List every line in the data below that contains the word "gets", copying each such line in full. Treat uppercase and lowercase letters as different.

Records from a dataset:
----------------

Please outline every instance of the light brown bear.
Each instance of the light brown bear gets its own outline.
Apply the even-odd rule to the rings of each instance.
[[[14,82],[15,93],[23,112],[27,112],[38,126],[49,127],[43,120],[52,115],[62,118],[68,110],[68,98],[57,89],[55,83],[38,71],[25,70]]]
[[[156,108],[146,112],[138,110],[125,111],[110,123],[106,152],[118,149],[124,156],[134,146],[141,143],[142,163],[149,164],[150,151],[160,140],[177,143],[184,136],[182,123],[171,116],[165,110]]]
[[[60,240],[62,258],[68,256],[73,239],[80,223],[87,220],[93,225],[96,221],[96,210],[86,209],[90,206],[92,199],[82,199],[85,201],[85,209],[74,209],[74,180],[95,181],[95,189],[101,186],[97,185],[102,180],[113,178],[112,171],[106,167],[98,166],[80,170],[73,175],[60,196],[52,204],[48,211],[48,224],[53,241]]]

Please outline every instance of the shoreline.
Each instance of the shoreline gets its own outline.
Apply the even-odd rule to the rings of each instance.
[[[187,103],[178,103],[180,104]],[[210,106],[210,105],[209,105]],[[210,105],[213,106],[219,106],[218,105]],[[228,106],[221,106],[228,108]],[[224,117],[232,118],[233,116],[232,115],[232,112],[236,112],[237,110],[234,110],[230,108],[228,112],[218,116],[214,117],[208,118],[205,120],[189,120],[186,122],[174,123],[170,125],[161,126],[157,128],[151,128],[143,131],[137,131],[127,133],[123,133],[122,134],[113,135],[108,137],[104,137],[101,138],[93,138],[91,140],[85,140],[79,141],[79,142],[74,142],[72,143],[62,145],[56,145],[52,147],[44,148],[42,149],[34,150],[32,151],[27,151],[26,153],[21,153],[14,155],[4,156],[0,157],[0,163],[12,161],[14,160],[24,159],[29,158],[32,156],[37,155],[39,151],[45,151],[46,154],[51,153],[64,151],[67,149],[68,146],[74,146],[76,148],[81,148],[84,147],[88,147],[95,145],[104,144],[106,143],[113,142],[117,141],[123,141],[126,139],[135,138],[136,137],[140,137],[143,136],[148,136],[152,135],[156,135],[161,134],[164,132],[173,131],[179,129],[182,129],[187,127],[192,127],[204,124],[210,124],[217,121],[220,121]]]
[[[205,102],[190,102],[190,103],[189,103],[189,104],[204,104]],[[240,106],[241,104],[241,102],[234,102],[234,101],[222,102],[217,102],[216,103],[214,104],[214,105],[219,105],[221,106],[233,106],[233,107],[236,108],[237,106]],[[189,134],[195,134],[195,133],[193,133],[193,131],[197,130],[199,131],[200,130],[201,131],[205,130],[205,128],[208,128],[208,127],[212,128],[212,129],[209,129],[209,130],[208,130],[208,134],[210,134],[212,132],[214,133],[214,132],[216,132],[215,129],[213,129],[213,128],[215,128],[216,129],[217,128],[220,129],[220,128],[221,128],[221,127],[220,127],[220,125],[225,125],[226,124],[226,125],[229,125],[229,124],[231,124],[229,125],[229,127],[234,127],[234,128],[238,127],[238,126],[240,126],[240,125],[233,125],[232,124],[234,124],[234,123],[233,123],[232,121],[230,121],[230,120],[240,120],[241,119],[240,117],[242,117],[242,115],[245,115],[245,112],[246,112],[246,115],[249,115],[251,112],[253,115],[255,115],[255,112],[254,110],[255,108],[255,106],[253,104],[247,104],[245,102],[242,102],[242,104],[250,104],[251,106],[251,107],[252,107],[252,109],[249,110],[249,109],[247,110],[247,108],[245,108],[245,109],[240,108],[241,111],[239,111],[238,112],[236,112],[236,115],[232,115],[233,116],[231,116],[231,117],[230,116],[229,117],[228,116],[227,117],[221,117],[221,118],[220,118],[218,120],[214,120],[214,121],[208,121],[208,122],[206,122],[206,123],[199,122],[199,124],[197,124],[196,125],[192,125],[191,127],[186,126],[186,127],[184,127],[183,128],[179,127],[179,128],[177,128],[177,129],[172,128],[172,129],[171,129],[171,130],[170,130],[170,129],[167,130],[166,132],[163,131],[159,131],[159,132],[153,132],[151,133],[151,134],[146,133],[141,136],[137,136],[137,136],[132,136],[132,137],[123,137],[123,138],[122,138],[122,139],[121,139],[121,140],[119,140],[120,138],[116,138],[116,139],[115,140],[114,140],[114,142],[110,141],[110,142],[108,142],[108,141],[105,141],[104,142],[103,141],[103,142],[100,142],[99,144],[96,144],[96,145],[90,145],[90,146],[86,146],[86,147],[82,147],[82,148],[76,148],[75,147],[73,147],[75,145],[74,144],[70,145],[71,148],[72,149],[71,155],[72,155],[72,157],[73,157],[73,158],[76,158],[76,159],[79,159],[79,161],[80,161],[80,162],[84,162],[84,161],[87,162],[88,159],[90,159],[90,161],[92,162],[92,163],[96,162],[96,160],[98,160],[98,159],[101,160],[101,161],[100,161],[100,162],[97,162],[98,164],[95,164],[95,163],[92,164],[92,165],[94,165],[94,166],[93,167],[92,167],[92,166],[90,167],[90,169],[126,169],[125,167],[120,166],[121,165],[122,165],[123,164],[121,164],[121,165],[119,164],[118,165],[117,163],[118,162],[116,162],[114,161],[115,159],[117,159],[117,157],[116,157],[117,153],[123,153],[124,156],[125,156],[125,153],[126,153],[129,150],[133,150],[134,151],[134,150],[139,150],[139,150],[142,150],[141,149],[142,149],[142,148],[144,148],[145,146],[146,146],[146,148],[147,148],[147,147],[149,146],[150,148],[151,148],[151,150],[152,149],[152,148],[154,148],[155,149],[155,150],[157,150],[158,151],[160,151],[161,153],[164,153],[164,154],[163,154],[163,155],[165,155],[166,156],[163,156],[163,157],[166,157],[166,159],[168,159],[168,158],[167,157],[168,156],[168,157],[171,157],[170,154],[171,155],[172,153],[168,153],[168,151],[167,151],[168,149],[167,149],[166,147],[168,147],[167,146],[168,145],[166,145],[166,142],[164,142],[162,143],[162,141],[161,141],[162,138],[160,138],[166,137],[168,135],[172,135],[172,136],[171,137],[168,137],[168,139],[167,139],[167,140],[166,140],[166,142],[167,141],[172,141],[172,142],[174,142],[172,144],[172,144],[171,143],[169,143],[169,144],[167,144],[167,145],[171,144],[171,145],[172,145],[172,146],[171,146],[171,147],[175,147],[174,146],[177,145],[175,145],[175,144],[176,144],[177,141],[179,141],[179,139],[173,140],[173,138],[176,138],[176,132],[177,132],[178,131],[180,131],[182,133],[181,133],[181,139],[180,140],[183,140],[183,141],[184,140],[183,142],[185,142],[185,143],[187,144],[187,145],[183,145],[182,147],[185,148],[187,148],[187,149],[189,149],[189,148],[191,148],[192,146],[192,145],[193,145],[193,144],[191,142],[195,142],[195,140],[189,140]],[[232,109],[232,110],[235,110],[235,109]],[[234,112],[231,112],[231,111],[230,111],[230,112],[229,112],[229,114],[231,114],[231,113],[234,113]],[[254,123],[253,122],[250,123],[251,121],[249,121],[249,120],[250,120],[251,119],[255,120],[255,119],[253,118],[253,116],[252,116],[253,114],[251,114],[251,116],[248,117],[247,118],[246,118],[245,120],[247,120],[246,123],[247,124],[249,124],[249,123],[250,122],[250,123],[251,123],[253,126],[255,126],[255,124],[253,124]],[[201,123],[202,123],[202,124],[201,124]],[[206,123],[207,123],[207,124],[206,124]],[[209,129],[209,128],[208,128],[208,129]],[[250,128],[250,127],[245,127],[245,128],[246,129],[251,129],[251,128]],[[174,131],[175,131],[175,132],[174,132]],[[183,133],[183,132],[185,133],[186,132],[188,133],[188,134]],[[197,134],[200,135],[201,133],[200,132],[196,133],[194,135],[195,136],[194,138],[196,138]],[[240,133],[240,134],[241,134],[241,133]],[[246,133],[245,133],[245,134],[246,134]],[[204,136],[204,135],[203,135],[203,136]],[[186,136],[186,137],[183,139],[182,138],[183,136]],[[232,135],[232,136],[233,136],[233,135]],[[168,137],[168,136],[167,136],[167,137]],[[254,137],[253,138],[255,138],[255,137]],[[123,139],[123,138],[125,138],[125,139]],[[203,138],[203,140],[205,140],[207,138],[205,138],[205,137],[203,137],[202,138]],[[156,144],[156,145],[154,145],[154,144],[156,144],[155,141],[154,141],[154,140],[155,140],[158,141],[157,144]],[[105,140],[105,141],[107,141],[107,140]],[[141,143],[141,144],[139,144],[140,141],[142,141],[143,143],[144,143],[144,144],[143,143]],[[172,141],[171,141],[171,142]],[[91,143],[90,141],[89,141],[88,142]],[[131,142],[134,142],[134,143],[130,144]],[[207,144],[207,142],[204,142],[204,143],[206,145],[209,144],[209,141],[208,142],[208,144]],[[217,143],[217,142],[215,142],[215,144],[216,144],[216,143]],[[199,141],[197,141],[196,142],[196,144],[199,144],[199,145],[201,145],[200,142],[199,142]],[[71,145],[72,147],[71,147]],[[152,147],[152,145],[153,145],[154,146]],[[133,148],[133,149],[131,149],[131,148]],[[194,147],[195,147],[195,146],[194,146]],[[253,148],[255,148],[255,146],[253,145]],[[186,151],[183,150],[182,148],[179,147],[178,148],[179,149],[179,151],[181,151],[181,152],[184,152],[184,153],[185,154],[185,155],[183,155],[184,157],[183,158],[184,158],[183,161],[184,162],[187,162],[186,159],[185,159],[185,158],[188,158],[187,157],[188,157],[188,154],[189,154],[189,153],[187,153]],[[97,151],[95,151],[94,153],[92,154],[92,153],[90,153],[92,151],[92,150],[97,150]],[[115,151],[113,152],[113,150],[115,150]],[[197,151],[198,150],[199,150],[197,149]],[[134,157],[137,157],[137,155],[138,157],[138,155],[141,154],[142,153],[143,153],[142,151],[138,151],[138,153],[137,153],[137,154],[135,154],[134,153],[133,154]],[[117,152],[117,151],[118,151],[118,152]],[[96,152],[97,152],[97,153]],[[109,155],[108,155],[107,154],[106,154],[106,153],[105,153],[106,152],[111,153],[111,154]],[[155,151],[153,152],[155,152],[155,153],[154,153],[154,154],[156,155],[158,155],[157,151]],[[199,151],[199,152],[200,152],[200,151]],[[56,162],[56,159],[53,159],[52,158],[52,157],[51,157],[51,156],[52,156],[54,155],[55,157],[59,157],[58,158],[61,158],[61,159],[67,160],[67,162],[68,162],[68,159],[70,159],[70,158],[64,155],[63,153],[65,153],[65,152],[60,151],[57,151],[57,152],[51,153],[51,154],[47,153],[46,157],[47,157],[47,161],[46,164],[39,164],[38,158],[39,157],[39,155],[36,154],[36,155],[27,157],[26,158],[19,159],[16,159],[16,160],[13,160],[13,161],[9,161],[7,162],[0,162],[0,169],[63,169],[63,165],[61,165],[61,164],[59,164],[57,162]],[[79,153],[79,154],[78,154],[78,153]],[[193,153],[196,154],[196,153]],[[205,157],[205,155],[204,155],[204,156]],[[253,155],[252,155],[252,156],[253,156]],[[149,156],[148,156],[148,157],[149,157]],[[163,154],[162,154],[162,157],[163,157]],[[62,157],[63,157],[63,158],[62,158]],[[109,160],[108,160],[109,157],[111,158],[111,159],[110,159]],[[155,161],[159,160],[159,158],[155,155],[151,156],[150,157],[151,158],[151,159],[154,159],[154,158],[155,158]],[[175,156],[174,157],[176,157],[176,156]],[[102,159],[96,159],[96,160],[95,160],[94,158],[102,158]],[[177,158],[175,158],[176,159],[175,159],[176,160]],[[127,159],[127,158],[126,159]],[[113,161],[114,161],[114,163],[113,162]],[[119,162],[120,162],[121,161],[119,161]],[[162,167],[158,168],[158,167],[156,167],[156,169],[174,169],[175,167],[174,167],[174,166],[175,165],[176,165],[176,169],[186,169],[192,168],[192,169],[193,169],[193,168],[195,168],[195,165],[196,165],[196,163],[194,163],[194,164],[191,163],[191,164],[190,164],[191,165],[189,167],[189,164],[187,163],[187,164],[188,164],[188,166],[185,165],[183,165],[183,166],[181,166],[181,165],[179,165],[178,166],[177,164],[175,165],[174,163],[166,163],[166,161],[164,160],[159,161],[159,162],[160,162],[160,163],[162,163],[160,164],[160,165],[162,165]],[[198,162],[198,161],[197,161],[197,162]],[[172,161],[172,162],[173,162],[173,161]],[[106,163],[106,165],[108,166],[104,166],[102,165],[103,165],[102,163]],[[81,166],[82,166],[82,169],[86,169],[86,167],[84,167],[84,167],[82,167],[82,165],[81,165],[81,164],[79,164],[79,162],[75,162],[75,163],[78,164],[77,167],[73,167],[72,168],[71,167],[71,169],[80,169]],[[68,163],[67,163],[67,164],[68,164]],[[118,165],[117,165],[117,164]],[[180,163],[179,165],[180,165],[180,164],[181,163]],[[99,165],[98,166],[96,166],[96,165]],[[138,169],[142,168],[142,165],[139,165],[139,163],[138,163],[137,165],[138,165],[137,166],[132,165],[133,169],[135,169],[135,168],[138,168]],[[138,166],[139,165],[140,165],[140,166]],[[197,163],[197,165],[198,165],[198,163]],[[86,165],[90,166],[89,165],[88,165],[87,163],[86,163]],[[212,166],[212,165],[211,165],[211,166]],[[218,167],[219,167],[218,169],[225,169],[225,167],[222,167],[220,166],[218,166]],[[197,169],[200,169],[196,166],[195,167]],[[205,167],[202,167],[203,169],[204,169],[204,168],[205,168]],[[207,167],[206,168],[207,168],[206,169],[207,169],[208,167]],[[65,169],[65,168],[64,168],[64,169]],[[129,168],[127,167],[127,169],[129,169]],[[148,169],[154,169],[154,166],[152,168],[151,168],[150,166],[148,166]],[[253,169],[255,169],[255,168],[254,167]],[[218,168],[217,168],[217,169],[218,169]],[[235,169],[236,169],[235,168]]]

----------------

[ANSWER TO THIS EXERCISE]:
Each instance of the light brown bear gets its own outline.
Each instance of the shoreline gets its own outline.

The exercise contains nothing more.